- [Stored data]
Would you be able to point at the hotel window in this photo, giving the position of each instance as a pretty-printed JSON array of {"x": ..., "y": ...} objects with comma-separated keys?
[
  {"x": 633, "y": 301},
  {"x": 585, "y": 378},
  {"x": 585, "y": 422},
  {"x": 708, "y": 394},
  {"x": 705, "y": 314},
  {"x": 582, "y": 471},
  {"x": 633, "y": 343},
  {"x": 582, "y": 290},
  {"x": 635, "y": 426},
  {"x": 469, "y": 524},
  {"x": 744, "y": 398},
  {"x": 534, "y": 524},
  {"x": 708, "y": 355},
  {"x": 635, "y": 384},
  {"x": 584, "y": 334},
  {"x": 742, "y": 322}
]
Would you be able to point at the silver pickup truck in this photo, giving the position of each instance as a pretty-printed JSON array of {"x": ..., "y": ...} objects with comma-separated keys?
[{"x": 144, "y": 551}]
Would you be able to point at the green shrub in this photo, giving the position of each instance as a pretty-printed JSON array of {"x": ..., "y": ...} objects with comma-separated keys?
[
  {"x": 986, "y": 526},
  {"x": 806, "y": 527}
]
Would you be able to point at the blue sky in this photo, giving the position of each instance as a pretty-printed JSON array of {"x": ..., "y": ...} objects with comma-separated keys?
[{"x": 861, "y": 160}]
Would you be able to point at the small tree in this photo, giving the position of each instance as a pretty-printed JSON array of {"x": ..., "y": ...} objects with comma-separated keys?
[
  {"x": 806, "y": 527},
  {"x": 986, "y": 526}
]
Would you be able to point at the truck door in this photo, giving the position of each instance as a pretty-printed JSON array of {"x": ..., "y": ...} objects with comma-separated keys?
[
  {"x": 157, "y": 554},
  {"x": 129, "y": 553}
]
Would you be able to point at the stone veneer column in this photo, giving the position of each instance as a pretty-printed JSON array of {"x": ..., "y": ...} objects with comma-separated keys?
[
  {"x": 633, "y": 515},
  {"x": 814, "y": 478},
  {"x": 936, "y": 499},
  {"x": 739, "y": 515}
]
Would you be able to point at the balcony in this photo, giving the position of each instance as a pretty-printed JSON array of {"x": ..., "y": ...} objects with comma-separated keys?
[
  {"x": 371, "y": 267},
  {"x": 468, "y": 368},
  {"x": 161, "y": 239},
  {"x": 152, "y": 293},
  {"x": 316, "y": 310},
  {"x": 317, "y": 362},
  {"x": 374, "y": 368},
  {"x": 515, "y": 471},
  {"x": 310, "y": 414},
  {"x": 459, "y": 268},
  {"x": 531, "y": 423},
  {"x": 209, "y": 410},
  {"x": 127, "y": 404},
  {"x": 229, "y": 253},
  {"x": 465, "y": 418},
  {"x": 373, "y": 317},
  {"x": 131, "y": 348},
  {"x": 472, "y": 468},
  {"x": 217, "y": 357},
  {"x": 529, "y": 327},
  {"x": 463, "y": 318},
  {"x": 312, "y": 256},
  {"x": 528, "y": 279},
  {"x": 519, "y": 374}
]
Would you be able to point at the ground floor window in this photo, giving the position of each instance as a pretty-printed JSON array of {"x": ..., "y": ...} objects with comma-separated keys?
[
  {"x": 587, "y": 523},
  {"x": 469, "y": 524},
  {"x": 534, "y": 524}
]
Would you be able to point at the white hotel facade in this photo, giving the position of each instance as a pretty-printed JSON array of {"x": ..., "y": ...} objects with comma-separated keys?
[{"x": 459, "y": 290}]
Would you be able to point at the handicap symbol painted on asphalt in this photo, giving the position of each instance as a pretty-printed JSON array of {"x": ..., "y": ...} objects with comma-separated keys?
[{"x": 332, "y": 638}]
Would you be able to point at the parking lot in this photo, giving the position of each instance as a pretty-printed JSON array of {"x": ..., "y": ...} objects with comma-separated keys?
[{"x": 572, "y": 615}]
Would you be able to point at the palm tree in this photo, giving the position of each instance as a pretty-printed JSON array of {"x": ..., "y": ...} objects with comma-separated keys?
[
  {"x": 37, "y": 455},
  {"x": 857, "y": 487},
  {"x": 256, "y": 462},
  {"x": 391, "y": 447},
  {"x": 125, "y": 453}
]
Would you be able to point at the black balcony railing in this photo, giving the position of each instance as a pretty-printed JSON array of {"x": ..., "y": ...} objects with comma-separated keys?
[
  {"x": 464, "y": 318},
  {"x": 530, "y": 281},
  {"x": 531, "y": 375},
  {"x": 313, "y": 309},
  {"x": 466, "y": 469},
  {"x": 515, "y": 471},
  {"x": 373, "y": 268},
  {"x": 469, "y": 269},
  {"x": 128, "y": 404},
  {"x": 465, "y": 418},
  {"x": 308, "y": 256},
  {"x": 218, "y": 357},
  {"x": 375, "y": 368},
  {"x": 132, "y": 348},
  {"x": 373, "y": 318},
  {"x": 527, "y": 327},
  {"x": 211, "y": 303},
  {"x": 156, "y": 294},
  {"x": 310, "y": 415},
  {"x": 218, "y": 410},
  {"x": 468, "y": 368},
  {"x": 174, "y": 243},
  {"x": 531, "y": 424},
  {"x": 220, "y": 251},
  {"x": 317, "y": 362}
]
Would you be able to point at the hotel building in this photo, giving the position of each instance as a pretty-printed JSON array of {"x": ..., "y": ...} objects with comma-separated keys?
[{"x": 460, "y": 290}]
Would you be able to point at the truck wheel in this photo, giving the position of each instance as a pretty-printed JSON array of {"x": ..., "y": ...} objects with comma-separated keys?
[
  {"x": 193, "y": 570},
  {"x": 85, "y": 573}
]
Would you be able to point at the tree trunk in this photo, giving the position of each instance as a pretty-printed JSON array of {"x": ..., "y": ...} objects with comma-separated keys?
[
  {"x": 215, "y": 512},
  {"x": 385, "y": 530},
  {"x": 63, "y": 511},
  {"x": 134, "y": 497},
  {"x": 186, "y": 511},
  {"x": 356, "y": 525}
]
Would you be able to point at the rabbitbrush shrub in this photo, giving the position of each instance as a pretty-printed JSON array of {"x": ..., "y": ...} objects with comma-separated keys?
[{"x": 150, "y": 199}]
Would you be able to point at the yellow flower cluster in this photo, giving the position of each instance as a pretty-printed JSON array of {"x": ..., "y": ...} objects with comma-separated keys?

- [Written instruction] With both ends included, please retype exactly the lines from the line containing "Would you be able to point at the hotel building" to the final line of the data.

- [Exercise solution]
Would you be able to point at the hotel building in this photo, giving the position of each instance as a pretty-printed JSON array of {"x": ..., "y": ...} objects with comma-separated keys?
[{"x": 460, "y": 290}]
Would you be able to point at the truck wheel in this photo, giving the position of each instance as a pretty-printed JSON array of {"x": ..., "y": ...} objects with comma-separated keys?
[
  {"x": 193, "y": 570},
  {"x": 85, "y": 573}
]
Would you be able to point at the tree trunk in this photo, giving the position of each instance as a pretty-printed JSON array of {"x": ..., "y": ...} objects with comma-separated keys?
[
  {"x": 215, "y": 512},
  {"x": 385, "y": 530},
  {"x": 63, "y": 511},
  {"x": 134, "y": 497},
  {"x": 186, "y": 511},
  {"x": 356, "y": 525}
]
Would you be able to point at the rabbitbrush shrub in this photo, giving the position of each instance as a pretty-printed JSON array of {"x": ..., "y": ...} objects with comma-separated keys?
[{"x": 150, "y": 199}]
Would you be able to point at the yellow flower cluster in this photo, giving the position of each instance as a pretty-printed JSON array of {"x": ..., "y": ...} objects with comma-separated keys?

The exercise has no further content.